(Excerpts from a dataset)
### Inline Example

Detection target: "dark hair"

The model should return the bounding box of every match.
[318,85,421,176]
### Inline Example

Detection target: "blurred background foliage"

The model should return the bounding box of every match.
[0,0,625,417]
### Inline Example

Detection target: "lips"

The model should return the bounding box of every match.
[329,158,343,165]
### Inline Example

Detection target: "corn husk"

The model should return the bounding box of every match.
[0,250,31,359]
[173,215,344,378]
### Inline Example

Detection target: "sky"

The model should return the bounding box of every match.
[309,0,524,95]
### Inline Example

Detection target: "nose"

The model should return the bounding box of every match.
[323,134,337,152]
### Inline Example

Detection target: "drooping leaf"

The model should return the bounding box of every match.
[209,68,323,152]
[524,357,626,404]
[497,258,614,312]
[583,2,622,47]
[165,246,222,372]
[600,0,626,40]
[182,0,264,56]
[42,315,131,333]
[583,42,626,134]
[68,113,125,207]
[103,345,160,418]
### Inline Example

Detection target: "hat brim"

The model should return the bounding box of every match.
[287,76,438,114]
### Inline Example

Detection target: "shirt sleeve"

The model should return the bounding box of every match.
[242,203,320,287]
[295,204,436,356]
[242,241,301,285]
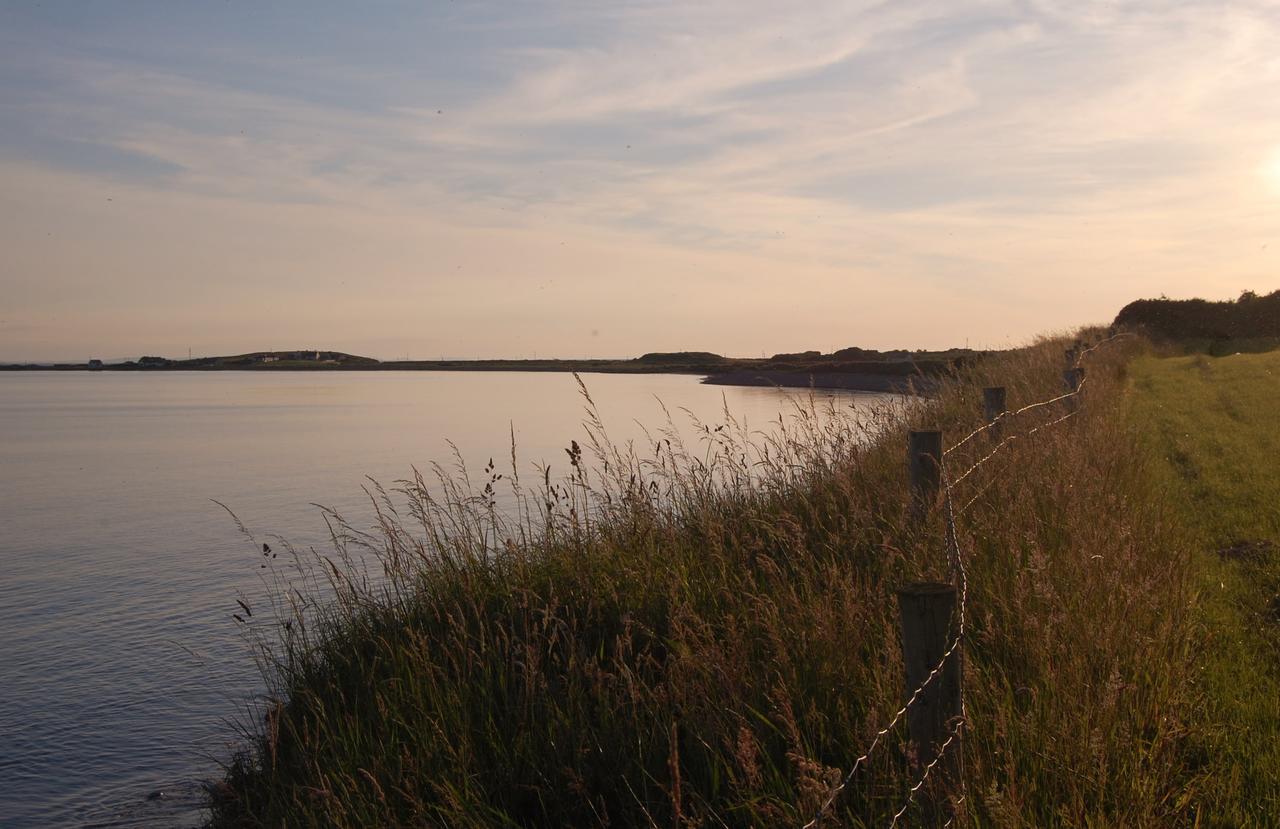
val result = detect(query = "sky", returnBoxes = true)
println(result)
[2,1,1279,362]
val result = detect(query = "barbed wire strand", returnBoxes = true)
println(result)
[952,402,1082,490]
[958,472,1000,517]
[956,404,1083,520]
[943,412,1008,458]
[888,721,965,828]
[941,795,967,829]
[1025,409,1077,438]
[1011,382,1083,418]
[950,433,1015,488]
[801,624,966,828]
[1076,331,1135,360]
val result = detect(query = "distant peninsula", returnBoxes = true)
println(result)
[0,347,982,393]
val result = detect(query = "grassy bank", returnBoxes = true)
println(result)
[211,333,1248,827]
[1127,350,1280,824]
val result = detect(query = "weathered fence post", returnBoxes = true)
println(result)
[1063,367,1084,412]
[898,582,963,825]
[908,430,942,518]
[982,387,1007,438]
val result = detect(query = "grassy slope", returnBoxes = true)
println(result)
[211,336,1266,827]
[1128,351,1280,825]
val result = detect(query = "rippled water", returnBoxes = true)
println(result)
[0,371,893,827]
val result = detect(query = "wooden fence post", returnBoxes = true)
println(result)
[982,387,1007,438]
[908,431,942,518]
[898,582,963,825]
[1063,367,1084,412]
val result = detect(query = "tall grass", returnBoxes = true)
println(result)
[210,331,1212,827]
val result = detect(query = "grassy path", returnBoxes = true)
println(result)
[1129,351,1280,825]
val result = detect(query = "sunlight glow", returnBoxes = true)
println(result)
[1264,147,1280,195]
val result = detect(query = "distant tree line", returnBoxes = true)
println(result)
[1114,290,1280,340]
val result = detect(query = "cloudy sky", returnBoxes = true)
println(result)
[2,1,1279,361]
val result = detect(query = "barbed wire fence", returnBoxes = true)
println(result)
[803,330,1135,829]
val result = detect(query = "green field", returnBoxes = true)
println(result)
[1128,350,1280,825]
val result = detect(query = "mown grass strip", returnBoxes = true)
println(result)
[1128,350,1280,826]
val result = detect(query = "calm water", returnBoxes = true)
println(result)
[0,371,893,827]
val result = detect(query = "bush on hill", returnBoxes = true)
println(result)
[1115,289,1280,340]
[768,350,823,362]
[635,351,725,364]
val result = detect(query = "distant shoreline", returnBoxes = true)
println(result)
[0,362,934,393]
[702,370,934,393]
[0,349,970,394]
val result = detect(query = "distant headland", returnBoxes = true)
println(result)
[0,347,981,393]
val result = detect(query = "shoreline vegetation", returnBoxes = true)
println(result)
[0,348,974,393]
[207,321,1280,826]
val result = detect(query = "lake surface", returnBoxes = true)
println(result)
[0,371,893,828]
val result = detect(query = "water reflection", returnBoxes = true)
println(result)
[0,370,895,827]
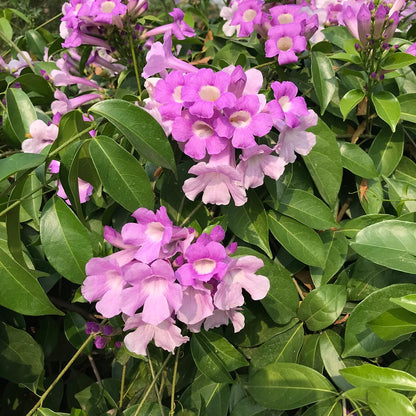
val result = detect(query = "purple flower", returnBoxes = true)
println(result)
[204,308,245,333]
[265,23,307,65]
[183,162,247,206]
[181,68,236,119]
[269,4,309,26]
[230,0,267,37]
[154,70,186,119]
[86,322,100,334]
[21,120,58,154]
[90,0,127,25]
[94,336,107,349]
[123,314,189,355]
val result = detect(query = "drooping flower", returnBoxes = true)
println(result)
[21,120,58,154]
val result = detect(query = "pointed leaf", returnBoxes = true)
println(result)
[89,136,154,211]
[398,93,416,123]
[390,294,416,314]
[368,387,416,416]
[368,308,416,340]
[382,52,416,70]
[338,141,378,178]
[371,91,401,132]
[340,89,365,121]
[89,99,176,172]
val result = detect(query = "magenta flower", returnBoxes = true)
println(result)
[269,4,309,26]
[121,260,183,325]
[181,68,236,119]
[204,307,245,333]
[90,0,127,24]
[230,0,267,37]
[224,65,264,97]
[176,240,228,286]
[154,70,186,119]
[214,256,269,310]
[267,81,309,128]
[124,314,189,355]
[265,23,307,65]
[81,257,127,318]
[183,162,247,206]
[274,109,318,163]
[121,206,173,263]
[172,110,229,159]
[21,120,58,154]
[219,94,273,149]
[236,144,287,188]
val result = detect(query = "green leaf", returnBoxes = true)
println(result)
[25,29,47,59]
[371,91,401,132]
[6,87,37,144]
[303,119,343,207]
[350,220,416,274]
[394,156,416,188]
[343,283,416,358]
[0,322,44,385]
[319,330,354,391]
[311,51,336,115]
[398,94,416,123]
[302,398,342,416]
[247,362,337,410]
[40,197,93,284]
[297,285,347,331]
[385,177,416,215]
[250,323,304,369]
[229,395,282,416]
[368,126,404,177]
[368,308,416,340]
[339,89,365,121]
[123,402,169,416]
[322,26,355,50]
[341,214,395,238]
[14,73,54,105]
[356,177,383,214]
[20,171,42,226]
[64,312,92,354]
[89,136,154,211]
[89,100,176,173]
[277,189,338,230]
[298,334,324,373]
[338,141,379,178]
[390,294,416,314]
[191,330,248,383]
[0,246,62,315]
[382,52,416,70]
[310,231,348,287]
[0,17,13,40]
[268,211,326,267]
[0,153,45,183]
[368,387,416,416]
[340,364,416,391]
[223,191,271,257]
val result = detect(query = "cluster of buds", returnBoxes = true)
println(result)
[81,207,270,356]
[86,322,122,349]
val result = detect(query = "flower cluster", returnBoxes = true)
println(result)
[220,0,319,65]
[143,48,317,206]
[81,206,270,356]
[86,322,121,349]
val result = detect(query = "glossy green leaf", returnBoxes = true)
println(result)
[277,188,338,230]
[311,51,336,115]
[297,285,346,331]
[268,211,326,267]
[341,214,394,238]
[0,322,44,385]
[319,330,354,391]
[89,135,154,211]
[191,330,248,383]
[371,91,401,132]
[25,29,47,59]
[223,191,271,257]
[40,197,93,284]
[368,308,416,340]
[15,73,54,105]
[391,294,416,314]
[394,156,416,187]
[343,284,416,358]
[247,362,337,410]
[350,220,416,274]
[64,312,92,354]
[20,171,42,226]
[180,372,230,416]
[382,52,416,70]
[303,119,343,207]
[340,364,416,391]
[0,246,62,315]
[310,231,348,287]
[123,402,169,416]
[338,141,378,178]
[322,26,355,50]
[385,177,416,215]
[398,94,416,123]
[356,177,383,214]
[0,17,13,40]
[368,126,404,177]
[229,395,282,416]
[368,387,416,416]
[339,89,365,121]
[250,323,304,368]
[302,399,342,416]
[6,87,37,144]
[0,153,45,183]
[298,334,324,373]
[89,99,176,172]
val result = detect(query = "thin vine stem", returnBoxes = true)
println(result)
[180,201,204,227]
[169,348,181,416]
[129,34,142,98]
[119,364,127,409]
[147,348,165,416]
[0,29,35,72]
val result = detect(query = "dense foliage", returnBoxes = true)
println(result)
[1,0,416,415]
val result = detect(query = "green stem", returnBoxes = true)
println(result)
* * *
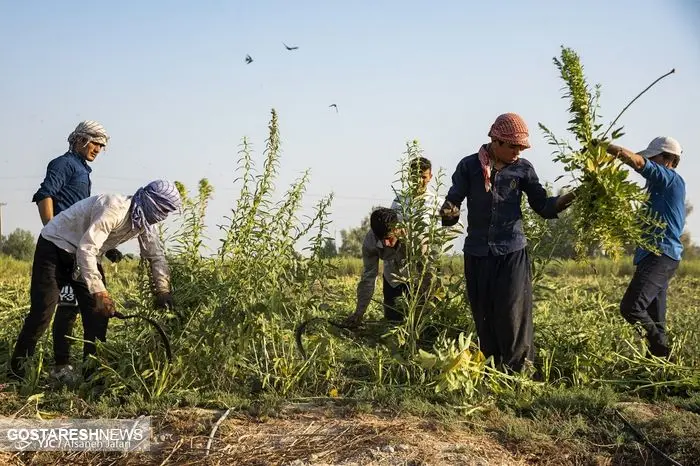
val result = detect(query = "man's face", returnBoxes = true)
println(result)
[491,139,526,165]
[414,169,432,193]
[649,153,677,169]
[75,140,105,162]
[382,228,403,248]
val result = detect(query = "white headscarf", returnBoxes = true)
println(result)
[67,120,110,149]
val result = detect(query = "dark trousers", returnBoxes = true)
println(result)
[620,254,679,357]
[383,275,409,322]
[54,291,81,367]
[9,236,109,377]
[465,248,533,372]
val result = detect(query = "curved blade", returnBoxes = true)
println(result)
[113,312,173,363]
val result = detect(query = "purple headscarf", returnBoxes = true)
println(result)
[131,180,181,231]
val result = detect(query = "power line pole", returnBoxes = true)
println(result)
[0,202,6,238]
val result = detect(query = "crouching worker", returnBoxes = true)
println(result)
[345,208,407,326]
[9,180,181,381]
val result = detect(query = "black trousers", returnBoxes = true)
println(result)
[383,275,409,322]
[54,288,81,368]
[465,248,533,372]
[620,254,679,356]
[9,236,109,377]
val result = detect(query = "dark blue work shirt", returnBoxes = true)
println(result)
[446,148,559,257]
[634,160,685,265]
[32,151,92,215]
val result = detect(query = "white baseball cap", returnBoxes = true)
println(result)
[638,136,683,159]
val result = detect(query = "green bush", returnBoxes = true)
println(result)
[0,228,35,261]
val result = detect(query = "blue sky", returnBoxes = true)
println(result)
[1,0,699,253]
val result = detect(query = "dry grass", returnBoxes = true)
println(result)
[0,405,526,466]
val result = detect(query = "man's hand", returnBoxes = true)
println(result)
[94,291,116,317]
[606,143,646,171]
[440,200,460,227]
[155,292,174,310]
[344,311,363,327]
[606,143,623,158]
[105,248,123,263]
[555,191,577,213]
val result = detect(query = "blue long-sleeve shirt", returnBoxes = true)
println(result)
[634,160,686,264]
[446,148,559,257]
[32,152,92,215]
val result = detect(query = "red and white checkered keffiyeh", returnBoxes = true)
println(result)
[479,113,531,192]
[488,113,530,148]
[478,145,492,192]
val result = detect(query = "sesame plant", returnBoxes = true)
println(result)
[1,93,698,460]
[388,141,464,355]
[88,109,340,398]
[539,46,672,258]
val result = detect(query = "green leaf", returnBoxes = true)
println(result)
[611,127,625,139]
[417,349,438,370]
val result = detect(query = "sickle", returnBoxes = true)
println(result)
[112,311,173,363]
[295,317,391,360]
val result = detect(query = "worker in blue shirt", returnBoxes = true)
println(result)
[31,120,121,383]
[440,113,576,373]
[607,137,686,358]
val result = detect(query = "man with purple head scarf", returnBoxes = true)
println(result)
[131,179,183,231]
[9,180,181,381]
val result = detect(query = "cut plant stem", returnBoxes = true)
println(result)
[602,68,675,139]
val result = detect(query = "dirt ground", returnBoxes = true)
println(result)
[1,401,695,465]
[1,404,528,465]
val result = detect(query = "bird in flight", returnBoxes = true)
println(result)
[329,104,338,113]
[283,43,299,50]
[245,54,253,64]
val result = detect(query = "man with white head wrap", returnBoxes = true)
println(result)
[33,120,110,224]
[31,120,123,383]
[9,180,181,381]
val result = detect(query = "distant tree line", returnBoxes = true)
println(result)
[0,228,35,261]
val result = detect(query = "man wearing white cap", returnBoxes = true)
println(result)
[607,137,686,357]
* * *
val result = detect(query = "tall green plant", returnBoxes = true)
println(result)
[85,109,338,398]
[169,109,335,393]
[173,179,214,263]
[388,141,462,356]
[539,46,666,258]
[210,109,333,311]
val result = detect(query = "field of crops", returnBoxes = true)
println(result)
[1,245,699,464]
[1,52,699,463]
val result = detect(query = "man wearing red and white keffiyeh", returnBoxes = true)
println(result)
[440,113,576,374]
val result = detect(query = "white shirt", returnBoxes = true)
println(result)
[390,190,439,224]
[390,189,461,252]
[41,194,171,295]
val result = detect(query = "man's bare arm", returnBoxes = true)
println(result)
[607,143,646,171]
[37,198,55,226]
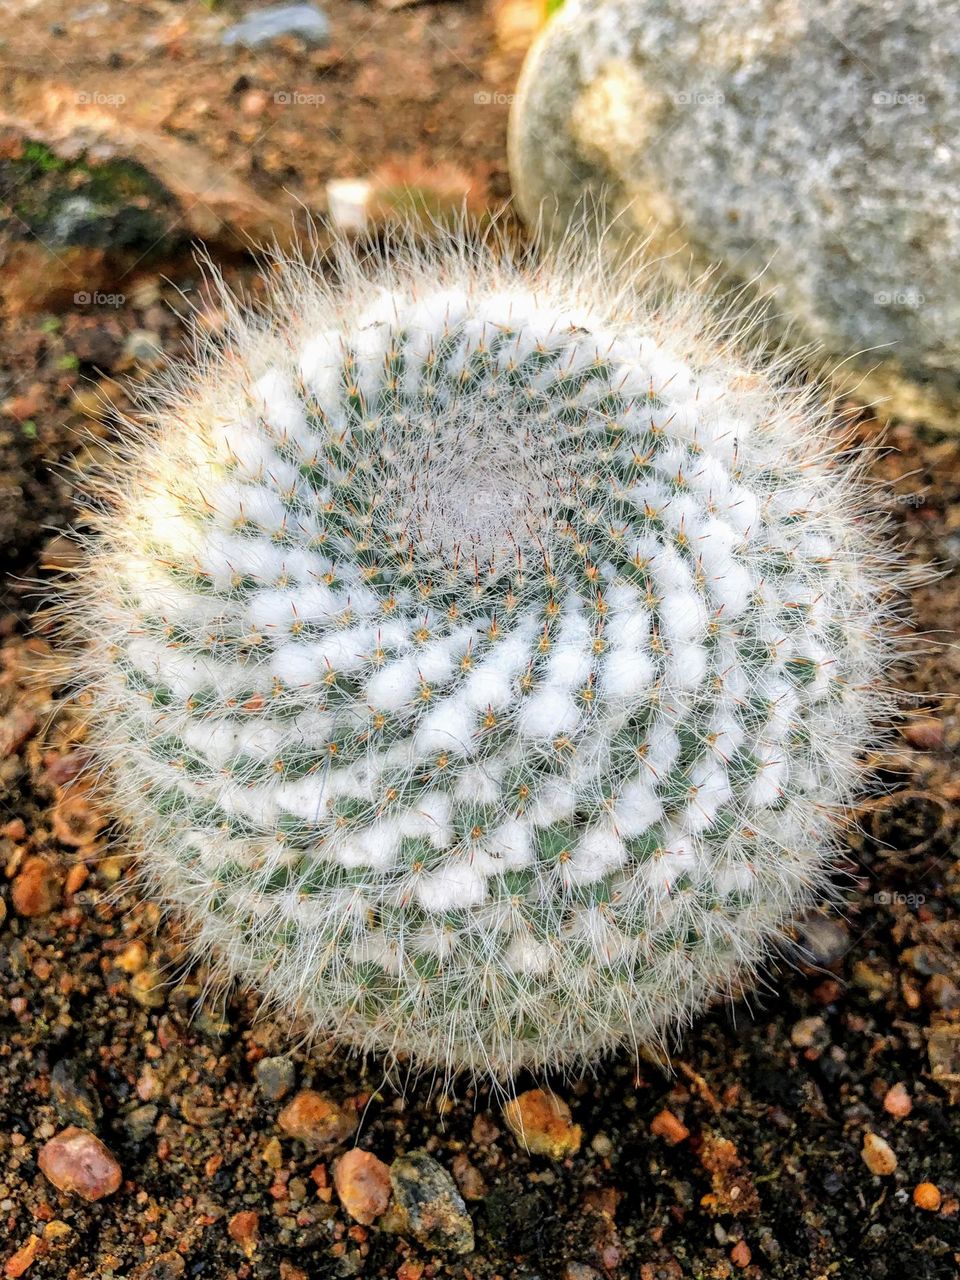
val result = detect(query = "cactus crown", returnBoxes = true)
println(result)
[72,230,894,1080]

_Work task_
Your job is to return all lines above that hold the word "blue".

_Response to the exercise_
val result = detect(query = "dark blue work shirt", returnBoxes = true)
val result = detect(query = "blue sky", returnBoxes = true)
val result = detect(query = "blue long-sleeve shirt", returnBoxes = true)
val result = detect(query = "worker in blue shirt", returnBoxes = true)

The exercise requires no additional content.